**Task description**
Locate each line in the rows below that contains the word "accent" and copy those lines.

▬▬▬▬▬▬▬▬▬▬

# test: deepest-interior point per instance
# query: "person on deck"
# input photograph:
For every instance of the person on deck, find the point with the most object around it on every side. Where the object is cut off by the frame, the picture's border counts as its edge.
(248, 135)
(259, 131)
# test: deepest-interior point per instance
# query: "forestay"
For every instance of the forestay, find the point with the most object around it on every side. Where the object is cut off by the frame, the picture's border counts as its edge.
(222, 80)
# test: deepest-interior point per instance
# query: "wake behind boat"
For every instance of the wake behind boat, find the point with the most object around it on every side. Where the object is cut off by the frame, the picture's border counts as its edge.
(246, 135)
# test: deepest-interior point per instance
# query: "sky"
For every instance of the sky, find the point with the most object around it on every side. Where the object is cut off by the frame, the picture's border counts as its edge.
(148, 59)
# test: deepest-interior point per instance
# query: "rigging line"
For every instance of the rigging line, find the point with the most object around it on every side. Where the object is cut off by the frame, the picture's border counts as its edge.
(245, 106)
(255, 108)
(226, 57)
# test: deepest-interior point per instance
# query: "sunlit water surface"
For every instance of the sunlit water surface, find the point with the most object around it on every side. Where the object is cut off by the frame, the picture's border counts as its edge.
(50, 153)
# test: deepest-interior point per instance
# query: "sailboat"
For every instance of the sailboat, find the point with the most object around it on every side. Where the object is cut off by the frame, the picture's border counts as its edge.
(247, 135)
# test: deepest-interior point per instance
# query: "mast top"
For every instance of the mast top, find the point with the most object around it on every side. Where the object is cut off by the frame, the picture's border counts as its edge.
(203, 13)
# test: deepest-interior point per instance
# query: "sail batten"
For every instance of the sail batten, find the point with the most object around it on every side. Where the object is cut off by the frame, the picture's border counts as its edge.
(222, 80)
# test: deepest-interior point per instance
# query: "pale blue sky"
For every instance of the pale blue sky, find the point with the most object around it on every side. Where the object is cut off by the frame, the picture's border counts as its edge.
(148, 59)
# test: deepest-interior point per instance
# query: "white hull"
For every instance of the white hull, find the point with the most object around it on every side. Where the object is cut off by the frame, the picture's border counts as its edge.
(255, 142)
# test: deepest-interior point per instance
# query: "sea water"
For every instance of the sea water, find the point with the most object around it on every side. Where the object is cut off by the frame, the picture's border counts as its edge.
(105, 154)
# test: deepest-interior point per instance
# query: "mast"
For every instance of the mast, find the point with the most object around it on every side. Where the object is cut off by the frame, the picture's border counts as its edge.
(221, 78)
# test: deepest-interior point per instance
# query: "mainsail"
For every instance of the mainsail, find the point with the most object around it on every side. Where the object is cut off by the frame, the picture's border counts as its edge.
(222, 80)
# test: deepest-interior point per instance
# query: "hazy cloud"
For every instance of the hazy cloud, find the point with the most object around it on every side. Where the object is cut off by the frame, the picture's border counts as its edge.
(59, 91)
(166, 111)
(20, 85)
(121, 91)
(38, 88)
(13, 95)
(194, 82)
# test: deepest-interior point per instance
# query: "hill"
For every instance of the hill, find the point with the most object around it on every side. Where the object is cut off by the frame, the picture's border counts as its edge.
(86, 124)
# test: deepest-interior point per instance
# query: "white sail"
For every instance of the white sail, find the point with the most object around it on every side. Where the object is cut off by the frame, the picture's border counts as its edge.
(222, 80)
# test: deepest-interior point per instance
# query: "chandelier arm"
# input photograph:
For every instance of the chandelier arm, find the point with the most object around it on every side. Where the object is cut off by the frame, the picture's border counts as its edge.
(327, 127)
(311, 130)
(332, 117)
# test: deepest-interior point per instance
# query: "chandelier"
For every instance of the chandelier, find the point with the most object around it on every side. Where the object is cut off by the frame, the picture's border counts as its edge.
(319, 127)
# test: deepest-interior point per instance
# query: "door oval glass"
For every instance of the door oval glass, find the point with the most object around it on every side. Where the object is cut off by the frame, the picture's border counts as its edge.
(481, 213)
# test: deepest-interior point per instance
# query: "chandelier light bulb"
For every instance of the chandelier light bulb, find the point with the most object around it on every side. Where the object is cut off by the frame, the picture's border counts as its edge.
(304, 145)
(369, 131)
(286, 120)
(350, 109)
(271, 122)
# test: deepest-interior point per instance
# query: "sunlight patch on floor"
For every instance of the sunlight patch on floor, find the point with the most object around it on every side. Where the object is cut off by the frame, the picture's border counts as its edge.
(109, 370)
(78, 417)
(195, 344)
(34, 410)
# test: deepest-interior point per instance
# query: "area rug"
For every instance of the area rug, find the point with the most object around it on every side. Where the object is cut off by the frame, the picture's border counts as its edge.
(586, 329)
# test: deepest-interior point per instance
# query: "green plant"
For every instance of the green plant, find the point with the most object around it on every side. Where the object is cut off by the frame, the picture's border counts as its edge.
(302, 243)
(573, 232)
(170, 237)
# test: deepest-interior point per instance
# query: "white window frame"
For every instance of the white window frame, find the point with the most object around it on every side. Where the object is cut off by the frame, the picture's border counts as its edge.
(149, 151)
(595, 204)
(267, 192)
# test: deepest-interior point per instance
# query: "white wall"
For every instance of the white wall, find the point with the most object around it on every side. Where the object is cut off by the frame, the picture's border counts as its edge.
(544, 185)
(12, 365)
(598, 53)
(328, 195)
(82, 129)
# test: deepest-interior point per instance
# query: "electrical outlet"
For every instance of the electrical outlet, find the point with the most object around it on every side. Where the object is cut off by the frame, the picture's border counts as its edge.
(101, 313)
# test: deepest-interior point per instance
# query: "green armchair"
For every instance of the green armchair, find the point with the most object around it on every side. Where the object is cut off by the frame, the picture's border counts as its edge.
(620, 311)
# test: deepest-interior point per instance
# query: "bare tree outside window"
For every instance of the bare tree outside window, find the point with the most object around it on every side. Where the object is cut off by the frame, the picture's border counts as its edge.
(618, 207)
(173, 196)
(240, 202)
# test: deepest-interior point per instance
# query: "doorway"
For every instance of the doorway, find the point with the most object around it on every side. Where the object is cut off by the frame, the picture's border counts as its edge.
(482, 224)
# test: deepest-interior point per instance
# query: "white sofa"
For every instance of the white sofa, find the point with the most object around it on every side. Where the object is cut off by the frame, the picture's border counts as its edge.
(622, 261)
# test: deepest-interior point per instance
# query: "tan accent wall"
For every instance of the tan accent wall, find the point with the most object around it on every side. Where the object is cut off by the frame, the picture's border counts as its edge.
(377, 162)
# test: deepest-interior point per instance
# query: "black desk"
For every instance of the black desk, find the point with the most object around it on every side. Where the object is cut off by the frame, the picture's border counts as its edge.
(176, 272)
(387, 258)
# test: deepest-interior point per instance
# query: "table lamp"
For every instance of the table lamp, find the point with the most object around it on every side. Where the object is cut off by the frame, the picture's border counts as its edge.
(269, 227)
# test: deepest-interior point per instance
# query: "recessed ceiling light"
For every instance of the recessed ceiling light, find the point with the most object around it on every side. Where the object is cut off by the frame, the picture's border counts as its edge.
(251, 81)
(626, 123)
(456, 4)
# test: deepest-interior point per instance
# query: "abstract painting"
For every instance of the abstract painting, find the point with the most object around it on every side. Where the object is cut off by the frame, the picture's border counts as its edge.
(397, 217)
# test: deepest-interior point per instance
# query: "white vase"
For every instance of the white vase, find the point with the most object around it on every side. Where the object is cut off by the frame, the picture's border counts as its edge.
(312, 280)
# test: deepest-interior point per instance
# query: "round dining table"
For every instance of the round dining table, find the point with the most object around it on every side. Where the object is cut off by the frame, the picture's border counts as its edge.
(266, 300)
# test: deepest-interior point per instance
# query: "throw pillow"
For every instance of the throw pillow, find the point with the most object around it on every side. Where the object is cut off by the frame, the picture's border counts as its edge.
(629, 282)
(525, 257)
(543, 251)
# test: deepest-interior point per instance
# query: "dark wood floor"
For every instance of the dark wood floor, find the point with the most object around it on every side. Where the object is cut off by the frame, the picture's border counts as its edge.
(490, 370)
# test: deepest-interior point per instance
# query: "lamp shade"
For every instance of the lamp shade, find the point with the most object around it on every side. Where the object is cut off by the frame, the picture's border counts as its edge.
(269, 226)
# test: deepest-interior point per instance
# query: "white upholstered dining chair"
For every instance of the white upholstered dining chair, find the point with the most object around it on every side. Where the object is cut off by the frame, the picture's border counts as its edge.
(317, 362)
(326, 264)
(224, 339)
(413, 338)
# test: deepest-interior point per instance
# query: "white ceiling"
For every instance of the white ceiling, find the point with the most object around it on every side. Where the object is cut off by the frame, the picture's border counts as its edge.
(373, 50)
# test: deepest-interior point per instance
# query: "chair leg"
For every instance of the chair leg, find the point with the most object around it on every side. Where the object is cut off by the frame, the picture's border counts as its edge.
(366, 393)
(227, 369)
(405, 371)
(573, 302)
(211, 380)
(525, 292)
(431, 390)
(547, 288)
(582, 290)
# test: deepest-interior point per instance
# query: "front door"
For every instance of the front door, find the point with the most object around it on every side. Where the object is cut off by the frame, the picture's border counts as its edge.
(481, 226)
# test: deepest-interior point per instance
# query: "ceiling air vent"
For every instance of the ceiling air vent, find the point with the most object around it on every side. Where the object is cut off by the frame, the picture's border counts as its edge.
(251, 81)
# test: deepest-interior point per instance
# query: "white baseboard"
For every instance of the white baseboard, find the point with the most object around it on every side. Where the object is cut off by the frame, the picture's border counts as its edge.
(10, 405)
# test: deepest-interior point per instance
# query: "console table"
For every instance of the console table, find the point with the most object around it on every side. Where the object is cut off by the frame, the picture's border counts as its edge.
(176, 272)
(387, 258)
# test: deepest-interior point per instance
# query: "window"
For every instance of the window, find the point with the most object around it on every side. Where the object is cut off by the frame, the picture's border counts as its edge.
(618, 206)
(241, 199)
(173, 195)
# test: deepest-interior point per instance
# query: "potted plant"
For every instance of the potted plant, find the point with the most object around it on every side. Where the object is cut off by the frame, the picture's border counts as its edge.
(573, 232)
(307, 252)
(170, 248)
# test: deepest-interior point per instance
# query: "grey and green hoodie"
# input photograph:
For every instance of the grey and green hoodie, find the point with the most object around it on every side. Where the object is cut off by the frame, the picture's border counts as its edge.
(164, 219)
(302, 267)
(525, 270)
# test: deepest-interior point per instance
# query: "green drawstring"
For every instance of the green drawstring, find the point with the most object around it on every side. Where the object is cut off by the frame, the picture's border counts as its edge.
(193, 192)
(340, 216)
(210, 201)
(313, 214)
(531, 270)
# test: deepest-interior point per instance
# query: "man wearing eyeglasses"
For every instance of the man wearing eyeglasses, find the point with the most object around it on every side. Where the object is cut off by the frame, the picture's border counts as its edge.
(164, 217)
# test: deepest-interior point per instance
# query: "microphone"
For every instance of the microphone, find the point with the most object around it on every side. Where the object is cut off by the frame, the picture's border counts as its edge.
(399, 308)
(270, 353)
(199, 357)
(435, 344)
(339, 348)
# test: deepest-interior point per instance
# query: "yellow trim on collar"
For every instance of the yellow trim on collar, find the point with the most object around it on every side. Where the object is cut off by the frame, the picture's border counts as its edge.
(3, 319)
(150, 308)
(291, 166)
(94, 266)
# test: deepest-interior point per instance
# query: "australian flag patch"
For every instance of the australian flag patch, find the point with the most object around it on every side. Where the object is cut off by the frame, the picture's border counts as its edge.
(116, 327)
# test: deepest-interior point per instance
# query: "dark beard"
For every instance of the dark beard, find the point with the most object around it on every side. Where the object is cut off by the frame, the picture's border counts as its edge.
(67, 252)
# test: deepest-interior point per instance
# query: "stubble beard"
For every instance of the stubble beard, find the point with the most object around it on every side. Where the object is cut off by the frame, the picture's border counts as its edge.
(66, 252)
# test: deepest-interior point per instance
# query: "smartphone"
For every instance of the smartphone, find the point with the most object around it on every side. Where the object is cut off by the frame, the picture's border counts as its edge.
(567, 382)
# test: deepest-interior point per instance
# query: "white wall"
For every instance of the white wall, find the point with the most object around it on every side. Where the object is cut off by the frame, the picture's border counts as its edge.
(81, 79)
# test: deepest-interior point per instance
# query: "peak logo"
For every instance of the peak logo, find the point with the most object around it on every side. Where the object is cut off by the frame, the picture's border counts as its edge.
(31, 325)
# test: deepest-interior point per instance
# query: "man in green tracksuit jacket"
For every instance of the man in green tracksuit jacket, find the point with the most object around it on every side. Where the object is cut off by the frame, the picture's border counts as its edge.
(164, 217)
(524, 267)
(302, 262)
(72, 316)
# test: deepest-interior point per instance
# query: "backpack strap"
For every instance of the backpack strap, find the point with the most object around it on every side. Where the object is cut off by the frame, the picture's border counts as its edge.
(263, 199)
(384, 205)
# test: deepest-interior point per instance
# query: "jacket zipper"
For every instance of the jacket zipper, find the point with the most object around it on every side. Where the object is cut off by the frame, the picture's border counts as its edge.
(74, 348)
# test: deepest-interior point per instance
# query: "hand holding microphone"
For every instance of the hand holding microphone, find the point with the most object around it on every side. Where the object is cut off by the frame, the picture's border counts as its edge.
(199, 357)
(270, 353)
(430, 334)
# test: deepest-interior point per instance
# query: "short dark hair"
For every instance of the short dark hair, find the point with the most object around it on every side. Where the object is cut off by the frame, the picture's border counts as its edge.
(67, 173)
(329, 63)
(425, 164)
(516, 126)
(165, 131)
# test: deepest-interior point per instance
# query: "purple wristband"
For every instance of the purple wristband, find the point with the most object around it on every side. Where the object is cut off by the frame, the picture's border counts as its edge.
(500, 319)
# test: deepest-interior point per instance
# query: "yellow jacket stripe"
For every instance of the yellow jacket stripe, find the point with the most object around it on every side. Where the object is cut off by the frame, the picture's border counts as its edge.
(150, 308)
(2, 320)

▬▬▬▬▬▬▬▬▬▬

**Written answer**
# query: "tan accent wall"
For every instance of the tan accent wall, find the point with the most object around it on every side. Where the object is cut off by the frame, the picture's border counts as its edge.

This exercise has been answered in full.